# LOW report, 2/6-2/9



## Brad Anderson (Apr 1, 2002)

Best trip to LOW yet!! First two days were unreal. Didn't matter what depth or where, the fish were hungry. Every fish that I graphed on the VEX wouldn't hesitate to bite. We fished from 20ft-36ft.

Mobility was tough, due to the deep snow. You had to dig through 2 feet of snow just to get to the ice. Snowmobiles were a good idea, since most trucks didn't dare leave the plowed trails.

Fishing on SUN and MON was down right slow. Albeit we caught fish, didn't even come close to the first 2 days. Tried moving around, really didn't matter since the fish weren't hungry. Talked to the GW on SUN, he said fishing wasn't very good. Talked to the creel survey guy on MON, said that fishing was horrible.

We bought some of those damn river shiners, they died before we made it too the cabin :******: I myself like to use live minnows, seems the fish like them too! So we basically caught all our fish on chubs and small jigs.


----------



## nodakoutdoors.com (Feb 27, 2002)

Nice fish Brad!


----------



## Brad Anderson (Apr 1, 2002)

I got 2, 10 lbers already with the long rods. Yep this one was bigger than 10 lb.


----------

DATA BLOCK:

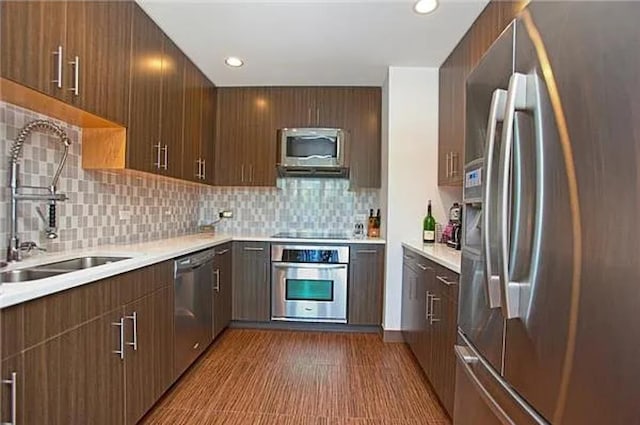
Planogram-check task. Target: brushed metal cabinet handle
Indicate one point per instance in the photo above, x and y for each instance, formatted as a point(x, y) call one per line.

GIVEN INSTRUCTION A:
Answer these questions using the LOW fishing report, one line each:
(i) What range of depths did they fish?
(ii) How deep was the snow that had to be dug through to reach the ice?
(iii) What did they catch nearly all their fish on?
GIVEN INSTRUCTION B:
Transcribe the part of the LOW fishing report starting at "Mobility was tough, due" and ending at "the plowed trails.".

EXERCISE SOLUTION A:
(i) 20ft-36ft
(ii) 2 feet
(iii) Chubs and small jigs

EXERCISE SOLUTION B:
Mobility was tough, due to the deep snow. You had to dig through 2 feet of snow just to get to the ice. Snowmobiles were a good idea, since most trucks didn't dare leave the plowed trails.